__Work instructions__:
(1) Please copy the records word for word, from their first line up to and including the line that contains "38L225 38L232 36L231". Leave the pictures out.
(2) Write what comes next in the article on drafting lessons from the Stormy Daniels NDA, starting after its last sentence.

__Provided text__:
Practicing Safe Text: Drafting Tips from the Stormy Daniels NDA
Practicing Safe Text: Drafting Tips from the Stormy Daniels NDA
Over the past few weeks, the non-disclosure agreement (“NDA“) allegedly between Stormy Daniels and Donald Trump has dominated the news not only in the United States but around the world. Commentators of all political stripes have had a field day offering opinions about the meaning and enforceability of the NDA, often, it seems, without having actually read the document. As entertaining as the speculation may be, and regardless of where your sympathies lie, there are many lessons to be learned from the way in which the NDA is drafted.
The NDA came to light when counsel for adult film actress Stormy Daniels launched a complaint asking a California court to find the NDA invalid – ostensibly to confirm that she was free to speak publicly about an alleged 2006 sexual affair with Mr. Trump. The complaint asserts that the parties to the NDA, who were given pseudonyms David Dennison “DD”, Peggy Peterson “PP” and EC, LLC “EC”, are, respectively: Donald Trump; Stephanie Clifford aka Stormy Daniels; and Essential Consultants, LLC, a company incorporated by Mr. Trump’s personal lawyer. Pursuant to the NDA, EC is the entity required to pay (and which presumably did pay) $130,000 to PP in exchange for a transfer to DD of intellectual property rights and confidentiality obligations owed to DD, in respect of PP’s alleged affair with DD.
The highly public nature of this dispute presents an opportunity take a closer look at the unforeseen legal complexities that can often arise out of what might initially seem like a straightforward deal. Agreements that are ambiguous, hastily-assembled or ill-conceived can too easily become fodder for litigators, and morph into disputes that keep the parties tied up in courts for years. This particular controversy has seen lawyers, judges, scholars, commentators, pundits and even social media scrutinizing every detail and clause of the NDA, many of whom take contradictory positions on what the NDA actually says. As we discuss below, there are several lessons that can be learned from taking a closer look at the NDA and the ambiguity around it.
Some disclaimers: first, we are Canadian lawyers not qualified or equipped to comment on American jurisprudence, electoral finance laws, California or federal court practice, or Delaware corporate matters. Second, any agreement that is put to the same scrutiny as the NDA will inevitably reveal its typos and drafting glitches, and so we will largely ignore those (keeping in mind that such things can, indeed, be important if they create ambiguity!). Last, we do not purport to opine or comment on the substance of the complaint made by Ms. Daniels or the likelihood or outcome of the case. Our commentary relates to the application of Canadian common law (relatively non-jurisdictional) issues, leveraging the public scrutiny to highlight issues that lawyers and their clients should consider when drafting agreements generally.

[Some records]
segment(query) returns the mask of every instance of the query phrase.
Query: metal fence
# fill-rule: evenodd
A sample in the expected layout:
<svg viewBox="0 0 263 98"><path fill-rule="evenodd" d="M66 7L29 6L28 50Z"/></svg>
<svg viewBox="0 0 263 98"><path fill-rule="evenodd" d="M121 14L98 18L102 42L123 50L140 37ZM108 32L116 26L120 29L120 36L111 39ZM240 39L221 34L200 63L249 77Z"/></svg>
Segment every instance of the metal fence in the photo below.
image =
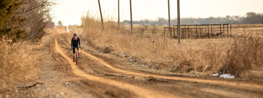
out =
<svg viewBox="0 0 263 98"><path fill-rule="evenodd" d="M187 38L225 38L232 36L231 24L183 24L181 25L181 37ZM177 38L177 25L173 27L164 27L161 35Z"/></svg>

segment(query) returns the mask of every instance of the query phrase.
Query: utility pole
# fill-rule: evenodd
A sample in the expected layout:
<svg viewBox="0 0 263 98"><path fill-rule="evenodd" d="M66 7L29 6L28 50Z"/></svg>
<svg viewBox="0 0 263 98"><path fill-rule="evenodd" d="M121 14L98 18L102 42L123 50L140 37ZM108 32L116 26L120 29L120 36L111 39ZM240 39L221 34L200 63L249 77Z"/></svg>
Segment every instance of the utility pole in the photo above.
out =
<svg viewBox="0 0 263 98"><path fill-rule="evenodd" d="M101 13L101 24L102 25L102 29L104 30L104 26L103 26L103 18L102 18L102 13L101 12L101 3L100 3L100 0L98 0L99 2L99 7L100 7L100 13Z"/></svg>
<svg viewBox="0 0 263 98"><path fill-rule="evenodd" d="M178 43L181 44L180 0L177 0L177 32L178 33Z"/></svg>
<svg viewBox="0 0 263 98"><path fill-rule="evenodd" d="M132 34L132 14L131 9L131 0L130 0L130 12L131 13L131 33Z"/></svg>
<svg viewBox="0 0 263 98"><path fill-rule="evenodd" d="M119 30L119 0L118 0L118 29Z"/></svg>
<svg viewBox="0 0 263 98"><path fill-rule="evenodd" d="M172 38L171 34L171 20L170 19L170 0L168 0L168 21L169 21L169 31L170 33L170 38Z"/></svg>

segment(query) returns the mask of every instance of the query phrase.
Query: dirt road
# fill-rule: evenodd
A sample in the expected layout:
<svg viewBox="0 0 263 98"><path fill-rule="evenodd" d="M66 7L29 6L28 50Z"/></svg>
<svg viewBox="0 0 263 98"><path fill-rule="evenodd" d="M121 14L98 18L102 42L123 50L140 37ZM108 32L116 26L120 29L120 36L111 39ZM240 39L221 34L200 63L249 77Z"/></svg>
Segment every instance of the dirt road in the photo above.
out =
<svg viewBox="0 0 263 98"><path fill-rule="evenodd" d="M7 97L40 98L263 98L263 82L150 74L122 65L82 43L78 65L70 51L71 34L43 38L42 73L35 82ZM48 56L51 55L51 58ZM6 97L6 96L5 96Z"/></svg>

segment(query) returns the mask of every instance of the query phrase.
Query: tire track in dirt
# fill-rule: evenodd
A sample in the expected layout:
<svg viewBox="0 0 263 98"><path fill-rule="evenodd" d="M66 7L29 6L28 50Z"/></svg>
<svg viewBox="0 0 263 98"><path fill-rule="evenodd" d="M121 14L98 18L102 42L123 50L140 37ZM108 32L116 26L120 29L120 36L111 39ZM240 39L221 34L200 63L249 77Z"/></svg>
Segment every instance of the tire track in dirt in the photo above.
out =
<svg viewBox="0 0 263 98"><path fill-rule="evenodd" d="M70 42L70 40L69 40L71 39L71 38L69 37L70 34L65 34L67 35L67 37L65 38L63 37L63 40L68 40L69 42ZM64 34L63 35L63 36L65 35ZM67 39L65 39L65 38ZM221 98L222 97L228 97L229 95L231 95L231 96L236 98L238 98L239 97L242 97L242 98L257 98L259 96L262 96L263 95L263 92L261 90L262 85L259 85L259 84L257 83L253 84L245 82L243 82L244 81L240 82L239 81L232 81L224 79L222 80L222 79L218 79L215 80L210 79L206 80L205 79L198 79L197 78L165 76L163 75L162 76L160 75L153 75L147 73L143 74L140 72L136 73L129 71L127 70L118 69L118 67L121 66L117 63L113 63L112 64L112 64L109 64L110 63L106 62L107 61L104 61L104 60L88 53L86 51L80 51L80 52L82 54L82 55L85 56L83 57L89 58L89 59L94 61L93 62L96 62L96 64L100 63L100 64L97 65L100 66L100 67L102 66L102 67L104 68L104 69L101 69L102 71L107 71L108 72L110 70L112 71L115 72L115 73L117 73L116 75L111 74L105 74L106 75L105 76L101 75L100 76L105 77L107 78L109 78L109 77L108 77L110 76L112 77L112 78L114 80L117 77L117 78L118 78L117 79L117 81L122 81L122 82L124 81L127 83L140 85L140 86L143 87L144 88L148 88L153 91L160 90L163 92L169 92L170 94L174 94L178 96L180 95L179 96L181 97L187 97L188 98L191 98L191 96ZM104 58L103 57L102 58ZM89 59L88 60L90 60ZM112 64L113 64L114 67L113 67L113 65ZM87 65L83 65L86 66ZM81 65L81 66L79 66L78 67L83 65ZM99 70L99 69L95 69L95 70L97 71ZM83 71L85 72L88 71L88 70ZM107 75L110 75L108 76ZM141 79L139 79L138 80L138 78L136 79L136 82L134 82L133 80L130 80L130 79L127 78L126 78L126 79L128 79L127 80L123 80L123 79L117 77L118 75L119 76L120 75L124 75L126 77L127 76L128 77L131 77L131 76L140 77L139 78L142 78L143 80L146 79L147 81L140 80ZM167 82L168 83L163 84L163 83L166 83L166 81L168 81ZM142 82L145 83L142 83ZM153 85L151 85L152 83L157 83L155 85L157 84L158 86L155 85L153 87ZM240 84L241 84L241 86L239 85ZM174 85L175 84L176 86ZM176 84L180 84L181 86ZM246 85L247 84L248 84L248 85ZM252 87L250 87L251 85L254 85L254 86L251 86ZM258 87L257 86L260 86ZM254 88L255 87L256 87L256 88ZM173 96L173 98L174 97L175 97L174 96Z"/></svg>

__Written answers__:
(1)
segment(query) returns the mask of every instance of the query phrase.
Query: metal fence
# fill-rule: evenodd
A sample in the expected layout:
<svg viewBox="0 0 263 98"><path fill-rule="evenodd" d="M66 7L29 6L28 50Z"/></svg>
<svg viewBox="0 0 263 98"><path fill-rule="evenodd" d="M121 14L98 18L102 42L123 50L140 37ZM108 32L116 26L120 29L120 36L111 39ZM240 39L221 34L200 63L249 77Z"/></svg>
Segment every instance of the metal fence in the photo below.
image =
out =
<svg viewBox="0 0 263 98"><path fill-rule="evenodd" d="M187 38L225 38L232 36L231 24L183 24L181 25L181 37ZM177 38L177 25L173 27L164 27L161 35Z"/></svg>

(2)
Who are the Proper Parties and How Can Confidentiality be Achieved?
Mr. Trump’s counsel has claimed that DD was not a party to the NDA, or at least not a required party, and has pointed to the fact that the agreement was never signed by DD. On the flip side, Ms. Daniels’ legal team argues that because DD, a named party to the NDA, never signed the NDA, the NDA is therefore not effective. Both sides point to the language of the NDA to advance their opposing views.
While it may seem obvious, an important first step in drafting any agreement is to determine the proper parties. Failure to do so can have serious consequences, particularly for confidentiality obligations. This is certainly true when there may be more than one person involved in a relationship because lawyers must consider inter-party and intra-party issues; it is often a mistake to simply insert another party to a contract without carefully considering how that party fits into each provision.
For example, where three parties are involved, one cannot simply draft a contract that assumes that all rights and obligations are owed by each party to each of the other parties. Instead, one must take care to ensure that the contractual provisions address the way that the parties interface with one another. If two parties are on the same “side” of a deal, the contract will be drafted very differently than if all three parties are at arm’s length. Recitals (clauses containing non-contractual background information) are commonly used to explain the relationships between the parties; but it is often advisable to be explicit in the main body of an agreement – for example, in a multi-party NDA, it is critical to address which party owes confidentiality obligations (and over what information) to which other parties.
It appears that the inclusion of EC as a party to the NDA may have been a last-minute decision, or at least one that was not carefully thought through or drafted. Apart from a few notable instances, EC is almost totally ignored in the NDA – the recitals completely ignore EC, and most of the NDA reads as though it is an agreement between two individuals.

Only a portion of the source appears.